PAGE TEXT:
⁂
For the same reason, the question of whether waterproof laminate needs a moisture barrier applies to both systems but is especially critical with click lock installations where the joint gap provides a direct channel for vapor migration from the subfloor.
How Do the Two Systems Compare for Thermal Expansion and Contraction?
Laminate flooring expands and contracts with changes in temperature and relative humidity. The HDF core absorbs ambient moisture when humidity rises and releases it when humidity drops — the plank dimensions change accordingly. Manufacturers specify acceptable ranges: typically 30%–60% relative humidity and 60°F–80°F ambient temperature. San Diego’s Mediterranean climate keeps indoor conditions relatively stable, but summer coastal humidity can push above 60% in rooms without air conditioning.
In a tongue and groove glue-down floating floor, the glued joint bonds the planks into a rigid panel. When the panel expands, it moves as one unit toward the perimeter. The expansion gap at the wall absorbs this movement. The joint itself does not need to accommodate movement because the planks are bonded to each other.
In a click lock floating floor, the joint must accommodate micro-movement between individual planks as each board expands and contracts slightly at its own rate. The hook-and-undercut profile allows a small degree of lateral slip — this is by design. The locking profile holds the planks aligned vertically while permitting the minor horizontal movement that results from individual plank expansion.
This is one reason why click lock systems are considered superior for seasonal movement environments. Rather than concentrating the stress in the glue bond — which can fracture if the expansion force exceeds the adhesive strength — click lock distributes the movement across every joint simultaneously. The result is a floor that is less likely to buckle, peak, or develop stress fractures along the joint line when exposed to temperature or humidity swings.
Understanding why laminate flooring expands helps clarify why the expansion gap is equally critical in both systems — and why pinning a floating floor by nailing baseboards through it into the subfloor causes catastrophic joint failure regardless of which joining mechanismthe product uses.
Which System Is Easier to Repair?
Click lock flooring has a significant advantage in repairability.
Because the joint is mechanical and not adhesive-bonded, a damaged plank can be accessed by disassembling the floor back from the nearest wall or expansion gap to the damaged board. Each plank is unclicked in reverse installation sequence until the damaged plank is exposed, replaced, and the floor re-clicked into position. Some click lock profiles — particularly Välinge’s 5G — are specifically engineered to allow disassembly and re-assembly multiple times without compromising the locking geometry.
Tongue and groove glue-down repair is substantially more disruptive. The glued joint must be broken to remove a plank. Depending on how close the damaged board is to the wall, this may require removing a significant section of the floor and re-gluing during reassembly. It is not practical to execute a single-plank repair in the middle of a T&G floor without visible evidence of the repair along adjacent joints.
In rental properties, high-traffic commercial spaces, or any installation where future plank replacement is predictable, click lock is the more practical system for this reason alone.
What Is the Cost Difference Between Click Lock and Tongue and Groove Laminate?
Tongue and groove laminate is less expensive at the product level. The milling profile for a flat T&G joint is simpler to manufacture than a precision hook-and-undercut click lock profile. The tighter tolerances required for a self-locking joint increase manufacturing complexity and cost. Expect click lock laminate to carry a modest price premium — typically 10%–20% above comparable T&G products at the same core thickness and AC rating.
⁂
WHAT YOU WILL DO:
**a)** Reproduce the part of the laminate flooring text from "Tongue and groove glue-down repair" to "along adjacent joints.".
**b)** According to the laminate flooring text, what relative humidity range do manufacturers typically specify?
The records below the text can be left aside.

RECORDED DATA:
⁂
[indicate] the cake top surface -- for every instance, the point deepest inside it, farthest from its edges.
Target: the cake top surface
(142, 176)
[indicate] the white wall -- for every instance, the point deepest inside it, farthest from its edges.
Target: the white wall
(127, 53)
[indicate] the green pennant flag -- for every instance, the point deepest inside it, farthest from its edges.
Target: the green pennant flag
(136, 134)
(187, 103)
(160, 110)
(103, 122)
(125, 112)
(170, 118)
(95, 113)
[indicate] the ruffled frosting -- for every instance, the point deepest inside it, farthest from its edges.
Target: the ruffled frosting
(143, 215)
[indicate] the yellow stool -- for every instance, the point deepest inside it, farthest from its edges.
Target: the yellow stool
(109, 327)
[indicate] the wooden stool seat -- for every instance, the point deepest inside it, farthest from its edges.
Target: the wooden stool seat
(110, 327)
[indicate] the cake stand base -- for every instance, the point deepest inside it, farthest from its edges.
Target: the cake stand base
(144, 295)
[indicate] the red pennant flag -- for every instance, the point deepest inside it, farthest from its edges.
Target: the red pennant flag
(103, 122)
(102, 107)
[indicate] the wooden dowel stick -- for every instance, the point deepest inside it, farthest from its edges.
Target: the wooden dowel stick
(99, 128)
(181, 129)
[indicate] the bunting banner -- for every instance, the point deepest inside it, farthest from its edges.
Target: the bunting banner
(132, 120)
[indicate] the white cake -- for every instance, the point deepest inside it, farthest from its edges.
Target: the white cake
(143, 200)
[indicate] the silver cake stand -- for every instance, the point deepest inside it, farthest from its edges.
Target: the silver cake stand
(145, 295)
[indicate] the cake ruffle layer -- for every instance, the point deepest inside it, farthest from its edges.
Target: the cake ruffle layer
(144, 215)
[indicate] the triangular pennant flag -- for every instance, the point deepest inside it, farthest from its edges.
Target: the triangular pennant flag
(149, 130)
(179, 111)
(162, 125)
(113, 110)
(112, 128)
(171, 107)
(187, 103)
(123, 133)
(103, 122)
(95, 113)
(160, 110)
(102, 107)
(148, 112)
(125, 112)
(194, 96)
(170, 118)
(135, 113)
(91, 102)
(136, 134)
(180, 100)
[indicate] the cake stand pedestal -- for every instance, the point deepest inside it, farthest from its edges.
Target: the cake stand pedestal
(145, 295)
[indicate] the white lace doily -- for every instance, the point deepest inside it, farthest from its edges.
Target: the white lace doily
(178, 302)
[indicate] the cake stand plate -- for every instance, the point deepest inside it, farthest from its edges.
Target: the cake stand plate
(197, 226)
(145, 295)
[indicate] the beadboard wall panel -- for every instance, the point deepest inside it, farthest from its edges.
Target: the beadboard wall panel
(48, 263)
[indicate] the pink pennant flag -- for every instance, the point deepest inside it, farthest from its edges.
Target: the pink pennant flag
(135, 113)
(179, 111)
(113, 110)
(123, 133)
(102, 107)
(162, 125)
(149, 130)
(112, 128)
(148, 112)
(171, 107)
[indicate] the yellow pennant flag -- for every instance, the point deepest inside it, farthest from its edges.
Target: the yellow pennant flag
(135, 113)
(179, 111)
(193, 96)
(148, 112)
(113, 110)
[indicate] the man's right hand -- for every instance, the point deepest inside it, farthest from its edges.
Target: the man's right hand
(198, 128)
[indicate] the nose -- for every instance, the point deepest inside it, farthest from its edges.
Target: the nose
⁂
FULL SOLUTIONS:
**a)**
Tongue and groove glue-down repair is substantially more disruptive. The glued joint must be broken to remove a plank. Depending on how close the damaged board is to the wall, this may require removing a significant section of the floor and re-gluing during reassembly. It is not practical to execute a single-plank repair in the middle of a T&G floor without visible evidence of the repair along adjacent joints.

**b)** 30%–60% relative humidity.